◆ **Exercise instructions**:
**1)** List the foods that the first section of the poem says were eaten at the house of the glorious witch.
**2)** Filter the rows, copying out every line that contains the word "parked".

─── Passage ───

15 August 2011

Tuesday Poem: 'Three Hummingbirds' by Janis Freegard

Three Hummingbirds

I
My mind is full of aspidistras. I went to the house of
the glorious witch. We ate hummingbirds’ eggs and
small slices of persimmon glazed with honey. I wanted
her to teach me how to fly, but all I could say was
‘aspidistras’. In the courtyard, hummingbirds hummed –
a sad tale of missing eggs. I took the hand of the
glorious witch. We walked together among the
persimmon trees. ‘Teach me how to dream of
aspidistras,’ I begged her. She laughed her honey-
glazed laugh and then, and then, we were flying like
hummingbirds, high above the courtyard.


II
In the white stucco room with the man from Japan, we
listened to some wilder shade of green. I sensed the
presence of mules, underground. The man from Japan
performed magic tricks with a cigarette. There was a
cup on top of his wardrobe and I said: there’s a cup on
top of your wardrobe and he said: it’s got spaghetti in it.
I haven’t laughed so much since I learned to fly. The
underground mules toil subconsciously beneath the
motorway. I’m wondering how far until breakfast.

─── Dataset records ───

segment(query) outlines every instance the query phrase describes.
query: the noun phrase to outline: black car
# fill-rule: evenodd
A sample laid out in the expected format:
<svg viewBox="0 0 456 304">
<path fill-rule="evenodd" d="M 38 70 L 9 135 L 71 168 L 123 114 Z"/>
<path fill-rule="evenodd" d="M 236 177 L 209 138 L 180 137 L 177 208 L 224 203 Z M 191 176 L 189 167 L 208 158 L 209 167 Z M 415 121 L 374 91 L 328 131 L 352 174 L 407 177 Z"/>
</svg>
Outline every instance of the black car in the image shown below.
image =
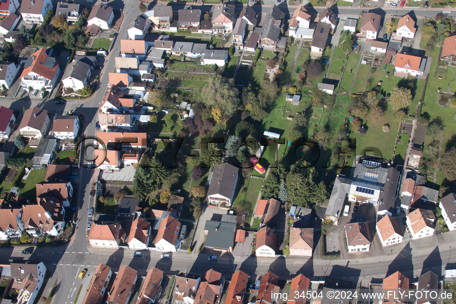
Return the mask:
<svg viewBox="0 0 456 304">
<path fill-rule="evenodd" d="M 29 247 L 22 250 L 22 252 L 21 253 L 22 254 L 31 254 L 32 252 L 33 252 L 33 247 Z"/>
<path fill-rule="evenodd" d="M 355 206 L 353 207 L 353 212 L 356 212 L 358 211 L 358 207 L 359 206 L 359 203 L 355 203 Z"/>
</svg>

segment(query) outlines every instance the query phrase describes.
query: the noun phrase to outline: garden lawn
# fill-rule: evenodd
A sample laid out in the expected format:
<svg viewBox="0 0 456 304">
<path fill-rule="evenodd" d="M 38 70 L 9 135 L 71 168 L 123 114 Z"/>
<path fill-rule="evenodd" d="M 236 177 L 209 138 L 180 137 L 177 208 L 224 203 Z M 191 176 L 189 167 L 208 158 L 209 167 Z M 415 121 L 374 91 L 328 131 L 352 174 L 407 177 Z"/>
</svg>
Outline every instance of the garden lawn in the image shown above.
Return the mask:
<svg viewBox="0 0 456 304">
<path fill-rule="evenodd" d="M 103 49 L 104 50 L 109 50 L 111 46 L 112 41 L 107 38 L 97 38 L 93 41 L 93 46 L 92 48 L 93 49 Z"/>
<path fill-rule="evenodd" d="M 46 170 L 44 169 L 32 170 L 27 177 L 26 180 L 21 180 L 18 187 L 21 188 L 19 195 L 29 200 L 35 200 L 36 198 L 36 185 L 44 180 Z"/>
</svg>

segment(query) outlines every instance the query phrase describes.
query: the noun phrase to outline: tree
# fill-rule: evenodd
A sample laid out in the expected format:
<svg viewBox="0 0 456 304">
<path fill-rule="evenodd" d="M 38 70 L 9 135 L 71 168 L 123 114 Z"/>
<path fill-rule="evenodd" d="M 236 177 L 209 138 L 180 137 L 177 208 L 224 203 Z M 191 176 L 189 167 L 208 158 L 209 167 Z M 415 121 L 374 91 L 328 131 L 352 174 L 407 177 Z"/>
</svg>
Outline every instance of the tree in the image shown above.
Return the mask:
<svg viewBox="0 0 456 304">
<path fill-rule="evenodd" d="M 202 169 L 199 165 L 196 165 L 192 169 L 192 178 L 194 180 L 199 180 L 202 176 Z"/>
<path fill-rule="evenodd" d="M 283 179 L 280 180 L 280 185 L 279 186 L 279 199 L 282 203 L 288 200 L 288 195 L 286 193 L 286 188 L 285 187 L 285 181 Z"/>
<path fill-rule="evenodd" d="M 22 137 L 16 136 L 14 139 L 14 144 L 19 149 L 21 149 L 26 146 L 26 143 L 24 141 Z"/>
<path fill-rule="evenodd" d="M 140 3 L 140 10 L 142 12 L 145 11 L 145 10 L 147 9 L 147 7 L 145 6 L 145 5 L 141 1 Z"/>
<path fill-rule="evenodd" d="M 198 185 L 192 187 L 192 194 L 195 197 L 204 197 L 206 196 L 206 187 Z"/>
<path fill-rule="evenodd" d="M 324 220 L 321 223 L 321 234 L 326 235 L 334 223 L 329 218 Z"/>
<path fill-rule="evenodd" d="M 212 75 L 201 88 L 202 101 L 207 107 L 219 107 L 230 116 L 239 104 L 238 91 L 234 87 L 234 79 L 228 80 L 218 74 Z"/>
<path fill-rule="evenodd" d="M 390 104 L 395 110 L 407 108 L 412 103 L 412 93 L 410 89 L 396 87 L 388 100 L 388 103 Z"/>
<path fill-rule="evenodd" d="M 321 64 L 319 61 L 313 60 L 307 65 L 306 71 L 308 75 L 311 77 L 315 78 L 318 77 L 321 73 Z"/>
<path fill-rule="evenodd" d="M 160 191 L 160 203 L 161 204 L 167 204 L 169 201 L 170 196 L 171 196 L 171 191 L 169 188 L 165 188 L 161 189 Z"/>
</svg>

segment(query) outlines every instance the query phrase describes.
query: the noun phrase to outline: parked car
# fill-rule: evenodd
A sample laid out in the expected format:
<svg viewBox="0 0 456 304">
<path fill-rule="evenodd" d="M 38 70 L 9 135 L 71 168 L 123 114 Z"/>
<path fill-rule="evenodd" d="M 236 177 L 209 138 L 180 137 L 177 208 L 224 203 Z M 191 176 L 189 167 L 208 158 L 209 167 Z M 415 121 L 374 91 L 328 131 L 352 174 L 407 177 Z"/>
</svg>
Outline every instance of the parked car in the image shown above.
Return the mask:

───

◆ **Task-by-task answers**:
**1)**
- hummingbirds' eggs
- small slices of persimmon
- honey (glazed over the persimmon)

**2)**
query: the noun phrase to outline: parked car
Outline every instance of the parked car in the image shown above.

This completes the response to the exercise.